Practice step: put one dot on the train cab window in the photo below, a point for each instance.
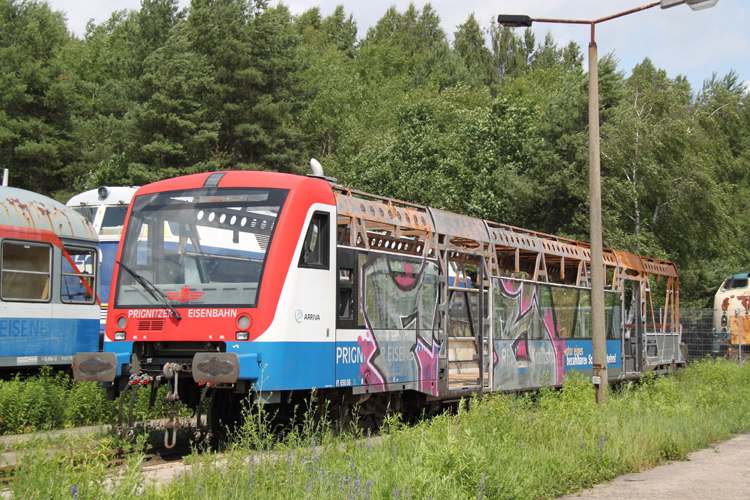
(78, 280)
(25, 271)
(113, 220)
(315, 248)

──────

Task requirements
Shift every point in the listing above by subtracting 63 from each x- and y-coordinate in the answers. Reproduce the whole listing with its requests, and omit the pictures.

Complete answer
Practice step: put one dot on the train cab window in the photo below, a point for each instance.
(15, 217)
(-38, 208)
(50, 157)
(252, 185)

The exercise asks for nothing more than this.